[Records from a dataset]
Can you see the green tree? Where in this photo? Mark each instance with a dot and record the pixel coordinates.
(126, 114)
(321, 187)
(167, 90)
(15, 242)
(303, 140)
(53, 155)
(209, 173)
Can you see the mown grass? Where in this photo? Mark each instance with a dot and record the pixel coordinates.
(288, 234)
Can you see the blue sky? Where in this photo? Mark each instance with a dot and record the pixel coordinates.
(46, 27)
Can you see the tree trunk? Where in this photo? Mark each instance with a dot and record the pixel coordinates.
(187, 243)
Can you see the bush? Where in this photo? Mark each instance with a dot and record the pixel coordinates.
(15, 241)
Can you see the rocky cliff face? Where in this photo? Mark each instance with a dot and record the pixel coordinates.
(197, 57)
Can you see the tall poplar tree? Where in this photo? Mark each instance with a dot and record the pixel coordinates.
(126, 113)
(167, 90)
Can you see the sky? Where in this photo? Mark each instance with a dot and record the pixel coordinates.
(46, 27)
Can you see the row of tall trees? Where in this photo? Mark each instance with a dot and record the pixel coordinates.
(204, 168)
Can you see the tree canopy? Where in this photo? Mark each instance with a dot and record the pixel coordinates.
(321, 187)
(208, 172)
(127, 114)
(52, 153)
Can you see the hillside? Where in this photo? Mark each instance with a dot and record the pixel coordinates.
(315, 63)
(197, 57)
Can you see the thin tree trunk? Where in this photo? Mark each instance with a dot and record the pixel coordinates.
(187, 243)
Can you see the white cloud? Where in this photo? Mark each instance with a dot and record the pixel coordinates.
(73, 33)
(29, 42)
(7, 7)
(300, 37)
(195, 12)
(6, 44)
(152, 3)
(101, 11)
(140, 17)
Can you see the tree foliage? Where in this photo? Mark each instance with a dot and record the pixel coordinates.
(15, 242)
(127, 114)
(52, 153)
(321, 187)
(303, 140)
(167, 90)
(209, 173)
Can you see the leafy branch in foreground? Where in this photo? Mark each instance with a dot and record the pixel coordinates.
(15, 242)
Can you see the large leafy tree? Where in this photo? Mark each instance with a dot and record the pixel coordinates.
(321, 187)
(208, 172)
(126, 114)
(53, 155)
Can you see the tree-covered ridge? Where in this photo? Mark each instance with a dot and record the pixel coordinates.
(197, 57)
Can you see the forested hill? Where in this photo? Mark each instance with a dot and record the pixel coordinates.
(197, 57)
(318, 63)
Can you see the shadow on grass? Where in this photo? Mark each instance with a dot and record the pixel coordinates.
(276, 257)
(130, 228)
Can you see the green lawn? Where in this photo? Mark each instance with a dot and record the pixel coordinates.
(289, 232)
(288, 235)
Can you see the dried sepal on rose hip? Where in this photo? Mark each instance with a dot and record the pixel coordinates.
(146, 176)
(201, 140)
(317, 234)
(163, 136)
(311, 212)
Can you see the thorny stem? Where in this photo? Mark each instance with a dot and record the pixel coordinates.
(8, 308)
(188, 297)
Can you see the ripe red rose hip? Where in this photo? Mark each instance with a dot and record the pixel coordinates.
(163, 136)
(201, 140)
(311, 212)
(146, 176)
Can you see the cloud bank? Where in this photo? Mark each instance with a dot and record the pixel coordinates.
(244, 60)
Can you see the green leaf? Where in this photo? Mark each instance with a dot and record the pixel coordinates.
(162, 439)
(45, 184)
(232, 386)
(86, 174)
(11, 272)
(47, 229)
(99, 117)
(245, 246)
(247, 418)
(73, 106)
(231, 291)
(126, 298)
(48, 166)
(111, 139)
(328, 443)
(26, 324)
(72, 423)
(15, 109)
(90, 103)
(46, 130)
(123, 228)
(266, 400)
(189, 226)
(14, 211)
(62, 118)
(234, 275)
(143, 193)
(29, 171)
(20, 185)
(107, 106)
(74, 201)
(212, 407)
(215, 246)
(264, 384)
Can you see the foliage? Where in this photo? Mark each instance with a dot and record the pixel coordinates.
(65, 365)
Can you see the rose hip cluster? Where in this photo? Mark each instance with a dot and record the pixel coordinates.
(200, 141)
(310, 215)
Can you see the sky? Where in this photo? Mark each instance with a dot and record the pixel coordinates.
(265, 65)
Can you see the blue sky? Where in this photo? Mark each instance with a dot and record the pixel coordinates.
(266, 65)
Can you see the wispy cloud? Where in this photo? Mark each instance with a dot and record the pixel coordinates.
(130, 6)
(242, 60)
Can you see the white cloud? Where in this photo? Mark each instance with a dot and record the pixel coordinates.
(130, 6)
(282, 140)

## Job:
Working from the material above, retype it in its entirety without change.

## Problem solution:
Can you see the green tree? Where in this photo? Mark each instance with a dot and record the pixel coordinates.
(126, 114)
(321, 187)
(167, 90)
(15, 242)
(303, 140)
(53, 155)
(209, 173)
Can you see the mown grass? Where in this photo? Mark each instance with a dot and record the pixel coordinates.
(288, 234)
Can you see the blue sky? Where in this photo? Mark each instance with a dot and record the pixel coordinates.
(46, 27)
Can you see the tree trunk? Where in this photo? Mark each instance with a dot and record the pixel coordinates.
(187, 243)
Can you see the bush? Where in this photo? Mark each instance with a dot and record the pixel coordinates.
(15, 241)
Can you see the rocky cliff face? Where in this photo? Mark each instance with a dot and record the pixel coordinates.
(197, 57)
Can you see the tall poplar tree? Where in this photo? Mark each instance with a dot and record the pixel coordinates.
(126, 113)
(167, 90)
Can you see the sky? Where in this photo? Mark each instance with a dot and record the pixel coordinates.
(46, 27)
Can you see the row of tall trees? Where in this photo? Mark each instance with a dot and record the pixel coordinates.
(204, 168)
Can you see the tree canopy? Where in this photo? Mark each instance with a dot and record the pixel coordinates.
(321, 187)
(208, 172)
(127, 114)
(52, 153)
Can you see the hillside? Where in this photo? Mark each instance with a dot and record the pixel coordinates.
(315, 63)
(197, 57)
Can you see the thin tree trunk? Where in this photo? Mark each instance with a dot and record the pixel coordinates.
(187, 243)
Can you see the white cloud? Where in this photo? Mark each instance with a dot and record the pixel coordinates.
(73, 33)
(29, 42)
(7, 7)
(300, 37)
(195, 12)
(6, 44)
(152, 3)
(101, 11)
(140, 17)
Can you see the tree foliage? Where in this photo? Mark each instance with a dot and record the pixel coordinates.
(15, 242)
(127, 114)
(52, 153)
(321, 187)
(303, 140)
(167, 90)
(209, 173)
Can you see the leafy branch in foreground? Where in this photo? Mark each instance with a dot and record the pixel coordinates.
(15, 242)
Can you see the large leafy tree? Where in this photo? Mark each instance with a dot and record the pixel coordinates.
(321, 187)
(208, 172)
(126, 114)
(53, 155)
Can you see the tree-covered ridge? Where in this photo? Mark each instance with a dot and record the pixel coordinates.
(197, 57)
Can you see the forested hill? Where in this photo? Mark each instance with a dot and record the pixel coordinates.
(197, 57)
(318, 63)
Can you see the shadow on grass? Where in this photo? Mark each instance with a dot and record the pixel coordinates.
(276, 257)
(130, 228)
Can you see the green lawn? Where in this photo? Mark each instance with a dot and record the pixel coordinates.
(289, 232)
(288, 235)
Can you see the dried sepal on rose hip? Where in this photo? Mark each instance with a dot and record the pixel coordinates.
(146, 176)
(201, 140)
(317, 234)
(163, 136)
(311, 212)
Can you see the thorny stem? Where in this photo? Mark each instance with a dot and record the pixel coordinates.
(8, 308)
(188, 297)
Can you see the ripe red rose hip? Where in this photo? Mark each instance with a dot and record the pixel coordinates.
(163, 136)
(201, 140)
(311, 212)
(146, 176)
Can you see the cloud bank? Where in this photo? Mark each instance with a dot and record the pixel coordinates.
(244, 60)
Can you see the green leaf? Where in this photo? Mark each instance with a dot and record the pixel coordinates.
(162, 439)
(45, 184)
(232, 386)
(86, 174)
(11, 272)
(47, 229)
(99, 117)
(245, 246)
(247, 418)
(73, 106)
(231, 291)
(126, 298)
(48, 166)
(111, 139)
(328, 443)
(26, 324)
(72, 423)
(15, 109)
(90, 103)
(46, 130)
(123, 228)
(266, 400)
(189, 226)
(14, 211)
(62, 118)
(234, 275)
(143, 193)
(29, 171)
(20, 185)
(107, 106)
(74, 201)
(212, 407)
(215, 246)
(264, 384)
Can you see the foliage? Where in this photo? Mark each instance with a dot and record the pixel coordinates.
(65, 365)
Can you see the rose hip cluster? Where in this photo? Mark each instance with a dot and record the pixel coordinates.
(200, 141)
(310, 215)
Can you see the sky? Where in this photo? Mark each instance with a dot and record the pixel coordinates.
(265, 65)
Can you see the blue sky? Where in this photo? Mark each instance with a dot and record the pixel coordinates.
(266, 65)
Can you see the wispy cloud? Where in this photo? Mark each instance with a dot and record the pixel coordinates.
(130, 6)
(242, 60)
Can you see the white cloud? Where in this photo? Mark each instance with a dot and record the pixel coordinates.
(130, 6)
(282, 140)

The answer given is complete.